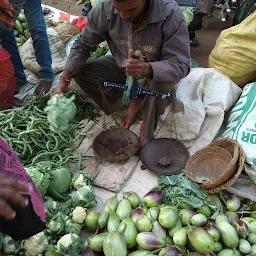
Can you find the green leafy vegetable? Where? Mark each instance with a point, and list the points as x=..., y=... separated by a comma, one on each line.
x=41, y=179
x=58, y=189
x=69, y=244
x=83, y=197
x=178, y=188
x=10, y=246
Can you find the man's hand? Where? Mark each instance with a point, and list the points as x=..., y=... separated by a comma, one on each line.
x=137, y=67
x=63, y=84
x=10, y=192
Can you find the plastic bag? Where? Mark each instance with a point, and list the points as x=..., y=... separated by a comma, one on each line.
x=7, y=80
x=242, y=123
x=235, y=52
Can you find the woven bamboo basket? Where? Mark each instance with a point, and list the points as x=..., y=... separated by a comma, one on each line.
x=233, y=147
x=210, y=166
x=232, y=180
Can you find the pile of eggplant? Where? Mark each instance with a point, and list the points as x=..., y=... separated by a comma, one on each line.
x=149, y=227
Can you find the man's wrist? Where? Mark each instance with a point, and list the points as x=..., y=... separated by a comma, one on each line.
x=147, y=71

The request
Rewrite all the rows above, replacing "Mark each instance" with "Mark every instance" everywhere and changing nothing else, and leave the pictures out.

Task result
Can you find the green leafy vegetable? Where? Mark every instance with a point, and list the points as x=..., y=... separated by a comma, one on each line.
x=41, y=179
x=58, y=189
x=69, y=244
x=83, y=197
x=178, y=188
x=10, y=246
Can you find the man's hand? Where? Mark every instance with a point, and list the points as x=..., y=... separated by a comma, one on each line.
x=137, y=67
x=63, y=84
x=10, y=192
Can you find the plastic bag? Where? Mark every instance with a point, and list the points as x=..., y=... separated by a comma, one on each line.
x=7, y=80
x=242, y=123
x=235, y=52
Can you find the woven bamboo basket? Where? Mark every instance with a point, and list the points as x=..., y=... separated by a comma, one on each line.
x=233, y=147
x=210, y=166
x=232, y=180
Can you find the pile of eggplant? Where? Mark every instance with a point, and list the points as x=..., y=... separated by a comma, one on each line.
x=149, y=227
Can you find the man's wrist? Where? Mark every instance with a point, and list the points as x=..., y=... separated by a comma, one on each line.
x=147, y=71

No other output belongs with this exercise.